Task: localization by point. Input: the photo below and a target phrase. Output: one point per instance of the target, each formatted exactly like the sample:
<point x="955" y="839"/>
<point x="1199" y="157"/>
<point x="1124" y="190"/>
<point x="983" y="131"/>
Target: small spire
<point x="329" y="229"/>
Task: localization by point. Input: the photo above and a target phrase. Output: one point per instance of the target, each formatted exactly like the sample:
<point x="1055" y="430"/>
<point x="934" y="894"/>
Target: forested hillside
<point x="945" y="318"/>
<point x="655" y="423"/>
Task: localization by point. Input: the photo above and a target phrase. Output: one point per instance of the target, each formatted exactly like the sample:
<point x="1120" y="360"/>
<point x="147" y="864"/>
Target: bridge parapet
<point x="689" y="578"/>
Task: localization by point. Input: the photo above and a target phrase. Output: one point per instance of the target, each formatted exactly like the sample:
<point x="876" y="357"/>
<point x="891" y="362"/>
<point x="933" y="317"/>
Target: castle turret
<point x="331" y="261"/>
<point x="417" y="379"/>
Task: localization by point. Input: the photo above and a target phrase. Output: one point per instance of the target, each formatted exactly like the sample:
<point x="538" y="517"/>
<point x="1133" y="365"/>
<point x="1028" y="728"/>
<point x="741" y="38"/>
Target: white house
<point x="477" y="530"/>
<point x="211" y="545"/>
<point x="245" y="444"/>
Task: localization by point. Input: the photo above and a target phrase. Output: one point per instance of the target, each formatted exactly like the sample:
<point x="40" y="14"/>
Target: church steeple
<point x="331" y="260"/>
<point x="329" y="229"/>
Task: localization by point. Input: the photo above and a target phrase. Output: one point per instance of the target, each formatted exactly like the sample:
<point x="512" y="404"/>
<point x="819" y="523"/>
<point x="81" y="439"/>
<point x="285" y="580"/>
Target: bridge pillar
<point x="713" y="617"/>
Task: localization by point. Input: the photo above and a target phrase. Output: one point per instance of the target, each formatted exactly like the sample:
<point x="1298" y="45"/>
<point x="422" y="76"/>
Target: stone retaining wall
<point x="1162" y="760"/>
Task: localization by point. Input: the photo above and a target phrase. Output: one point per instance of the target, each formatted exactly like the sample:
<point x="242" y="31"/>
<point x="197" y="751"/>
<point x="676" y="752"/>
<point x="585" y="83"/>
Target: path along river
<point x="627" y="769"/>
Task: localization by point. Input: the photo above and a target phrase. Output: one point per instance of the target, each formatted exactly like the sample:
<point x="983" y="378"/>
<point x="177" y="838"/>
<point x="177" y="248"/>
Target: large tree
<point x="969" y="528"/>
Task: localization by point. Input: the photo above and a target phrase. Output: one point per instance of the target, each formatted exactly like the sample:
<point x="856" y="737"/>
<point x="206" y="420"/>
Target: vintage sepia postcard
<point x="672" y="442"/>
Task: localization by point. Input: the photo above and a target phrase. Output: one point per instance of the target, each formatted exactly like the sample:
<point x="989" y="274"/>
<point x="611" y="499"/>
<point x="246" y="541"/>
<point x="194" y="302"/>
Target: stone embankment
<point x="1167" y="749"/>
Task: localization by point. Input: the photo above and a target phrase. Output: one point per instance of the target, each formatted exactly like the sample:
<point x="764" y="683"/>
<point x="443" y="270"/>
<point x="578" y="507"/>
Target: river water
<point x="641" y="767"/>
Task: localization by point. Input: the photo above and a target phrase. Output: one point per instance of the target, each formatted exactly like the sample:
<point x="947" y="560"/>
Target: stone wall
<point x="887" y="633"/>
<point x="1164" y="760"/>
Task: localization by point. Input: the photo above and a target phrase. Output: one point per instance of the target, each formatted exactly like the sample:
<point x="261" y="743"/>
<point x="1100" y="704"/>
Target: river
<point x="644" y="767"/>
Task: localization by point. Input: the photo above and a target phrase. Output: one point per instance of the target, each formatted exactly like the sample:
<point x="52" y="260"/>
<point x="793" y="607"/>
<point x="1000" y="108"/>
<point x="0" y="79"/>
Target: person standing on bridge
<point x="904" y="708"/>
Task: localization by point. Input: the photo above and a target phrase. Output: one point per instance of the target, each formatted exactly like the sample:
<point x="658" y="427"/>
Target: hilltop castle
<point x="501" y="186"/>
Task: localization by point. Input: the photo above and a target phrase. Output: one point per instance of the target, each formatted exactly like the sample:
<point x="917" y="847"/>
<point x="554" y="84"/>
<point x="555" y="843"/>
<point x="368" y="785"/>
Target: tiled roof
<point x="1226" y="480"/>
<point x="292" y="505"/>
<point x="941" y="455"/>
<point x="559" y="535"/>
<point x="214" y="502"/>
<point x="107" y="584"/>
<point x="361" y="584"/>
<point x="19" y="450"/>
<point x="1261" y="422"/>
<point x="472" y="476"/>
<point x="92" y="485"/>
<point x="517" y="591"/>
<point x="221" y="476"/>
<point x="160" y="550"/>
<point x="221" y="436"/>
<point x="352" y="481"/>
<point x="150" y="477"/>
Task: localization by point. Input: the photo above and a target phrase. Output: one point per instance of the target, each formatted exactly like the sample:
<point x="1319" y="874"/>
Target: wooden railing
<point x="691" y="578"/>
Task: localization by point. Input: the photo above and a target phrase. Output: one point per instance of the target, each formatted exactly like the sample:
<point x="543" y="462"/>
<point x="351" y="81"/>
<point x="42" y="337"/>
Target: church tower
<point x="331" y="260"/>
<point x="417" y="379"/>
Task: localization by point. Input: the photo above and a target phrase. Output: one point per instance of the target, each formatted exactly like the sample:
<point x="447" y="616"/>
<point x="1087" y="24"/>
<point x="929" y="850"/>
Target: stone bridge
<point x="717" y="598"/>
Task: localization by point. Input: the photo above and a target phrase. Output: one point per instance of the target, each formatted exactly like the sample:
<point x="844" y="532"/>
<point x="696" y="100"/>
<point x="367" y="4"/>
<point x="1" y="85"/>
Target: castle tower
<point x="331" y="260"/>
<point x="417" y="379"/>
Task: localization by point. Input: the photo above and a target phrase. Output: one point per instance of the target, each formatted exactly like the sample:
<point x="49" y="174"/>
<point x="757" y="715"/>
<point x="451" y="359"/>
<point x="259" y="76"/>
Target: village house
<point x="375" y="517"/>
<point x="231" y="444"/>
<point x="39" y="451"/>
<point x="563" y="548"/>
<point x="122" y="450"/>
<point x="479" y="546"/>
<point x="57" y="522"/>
-- -- --
• **WORK TASK**
All entries above must be reproduced without a single change.

• **SOLUTION**
Task: localization by point. Input: the photo below and a target phrase. Output: one point per instance of the target, each formatted exactly like the sample:
<point x="955" y="839"/>
<point x="1199" y="157"/>
<point x="1124" y="190"/>
<point x="983" y="131"/>
Target: small spire
<point x="329" y="229"/>
Task: localization by point. Input: the photo above and a target phrase. Output: one point per instance of the target, each formatted exactly like the sample:
<point x="1055" y="430"/>
<point x="934" y="894"/>
Target: forested hillside
<point x="945" y="318"/>
<point x="655" y="423"/>
Task: localization by point. Input: the photo above and a target phrase. Output: one point per instance of the target, each formatted exactly like the sample:
<point x="1120" y="360"/>
<point x="147" y="864"/>
Target: bridge parapet
<point x="689" y="578"/>
Task: localization by point. Input: the photo above and a target phrase. Output: one point per instance of the target, each formatted exactly like the sample:
<point x="876" y="357"/>
<point x="891" y="362"/>
<point x="933" y="317"/>
Target: castle turret
<point x="331" y="261"/>
<point x="417" y="379"/>
Task: localization by point. Input: the photo above and a target phrase. Output: one point per instance of the target, each formatted exactly like the sample:
<point x="538" y="517"/>
<point x="1133" y="365"/>
<point x="1028" y="728"/>
<point x="741" y="38"/>
Target: white house
<point x="477" y="530"/>
<point x="211" y="545"/>
<point x="245" y="444"/>
Task: localization by point. Input: the photo above and a target phrase. Output: one point per instance of the target, each formatted exactly like the sample:
<point x="40" y="14"/>
Target: church steeple
<point x="331" y="260"/>
<point x="329" y="229"/>
Task: localization by point. Input: the photo above and a target phrase. Output: one point per instance of the target, each formatted exactly like the sample:
<point x="512" y="404"/>
<point x="819" y="523"/>
<point x="81" y="439"/>
<point x="285" y="580"/>
Target: bridge pillar
<point x="713" y="617"/>
Task: localization by point. Input: the photo above and a target phrase. Output: one point per instance of the target, each formatted exactly like the sample:
<point x="1298" y="45"/>
<point x="422" y="76"/>
Target: stone retaining wall
<point x="1162" y="760"/>
Task: localization by point. Input: the photo above and a target phrase. Output: one point per instance of the target, each formatted exactly like the sample:
<point x="242" y="31"/>
<point x="197" y="751"/>
<point x="676" y="752"/>
<point x="585" y="83"/>
Target: path along river
<point x="627" y="769"/>
Task: localization by point. Input: the photo above and a target phrase. Output: one point per instance of the target, each formatted exactly like the sample:
<point x="983" y="378"/>
<point x="177" y="838"/>
<point x="177" y="248"/>
Target: large tree
<point x="969" y="528"/>
Task: localization by point. Input: the photo above and a target phrase. Output: one point per instance of the target, each formatted exactly like the sample:
<point x="856" y="737"/>
<point x="206" y="420"/>
Target: vintage sepia postcard
<point x="672" y="442"/>
Task: localization by point. Input: the photo above and a target phrase. Output: one point per instance of the target, each formatted exactly like the sample:
<point x="989" y="274"/>
<point x="611" y="499"/>
<point x="246" y="541"/>
<point x="194" y="302"/>
Target: stone embankment
<point x="1167" y="749"/>
Task: localization by point. Input: the photo above and a target phrase. Output: one point per instance of the target, each formatted exactly like the sample:
<point x="764" y="683"/>
<point x="443" y="270"/>
<point x="578" y="507"/>
Target: river water
<point x="641" y="767"/>
Task: localization by point. Input: the photo above and a target phrase. Output: one point per instance of the target, each formatted exactly like the sample:
<point x="947" y="560"/>
Target: stone wall
<point x="887" y="633"/>
<point x="1164" y="760"/>
Task: localization by point. Input: the photo above and a target phrase. Output: one point per instance of the target, each formatted exactly like the sample:
<point x="261" y="743"/>
<point x="1100" y="704"/>
Target: river
<point x="644" y="767"/>
Task: localization by point. Input: the photo above and a target phrase. Output: one point per instance of the target, each formatted exactly like the sample:
<point x="52" y="260"/>
<point x="793" y="607"/>
<point x="1000" y="108"/>
<point x="0" y="79"/>
Target: person standing on bridge
<point x="904" y="708"/>
Task: localization by point. Input: the photo above and a target phrase. Output: one point per instance of the target, each formatted exactly like the sample:
<point x="658" y="427"/>
Target: hilltop castle
<point x="501" y="186"/>
Task: localization by point. Input: the photo above and a target phrase. Output: one point per instance of the target, each formatted exactly like the sample:
<point x="917" y="847"/>
<point x="554" y="84"/>
<point x="555" y="843"/>
<point x="368" y="785"/>
Target: tiled roof
<point x="1226" y="480"/>
<point x="292" y="505"/>
<point x="941" y="455"/>
<point x="559" y="535"/>
<point x="214" y="502"/>
<point x="107" y="584"/>
<point x="361" y="584"/>
<point x="19" y="450"/>
<point x="1261" y="422"/>
<point x="472" y="476"/>
<point x="92" y="485"/>
<point x="517" y="591"/>
<point x="221" y="476"/>
<point x="160" y="550"/>
<point x="221" y="436"/>
<point x="352" y="481"/>
<point x="150" y="477"/>
Task: localization by point. Input: the photo above and a target phrase. Output: one point per instance of the target, each formatted exactly like the sample:
<point x="1319" y="874"/>
Target: wooden railing
<point x="691" y="578"/>
Task: localization by point. Input: the photo above and a target phrase. Output: one point per instance of the target, each formatted exactly like the sample:
<point x="543" y="462"/>
<point x="351" y="81"/>
<point x="42" y="337"/>
Target: church tower
<point x="331" y="260"/>
<point x="417" y="379"/>
Task: localization by point. Input: the photo above and a target phrase. Output: one point per instance of the target, each formatted exactly like the sample:
<point x="447" y="616"/>
<point x="1087" y="24"/>
<point x="929" y="850"/>
Target: stone bridge
<point x="717" y="598"/>
Task: localization by point. Input: the photo above and a target phrase. Output: one point per instance of the target, each formatted exactly like the sample:
<point x="844" y="532"/>
<point x="696" y="100"/>
<point x="367" y="4"/>
<point x="1" y="85"/>
Target: castle tower
<point x="331" y="260"/>
<point x="417" y="379"/>
Task: localization by point. Input: the photo above and a target phrase. Output: one point per instance of the target, each formatted exactly like the sample:
<point x="49" y="174"/>
<point x="757" y="715"/>
<point x="451" y="359"/>
<point x="259" y="76"/>
Target: village house
<point x="375" y="517"/>
<point x="231" y="444"/>
<point x="39" y="451"/>
<point x="563" y="548"/>
<point x="122" y="450"/>
<point x="479" y="546"/>
<point x="57" y="522"/>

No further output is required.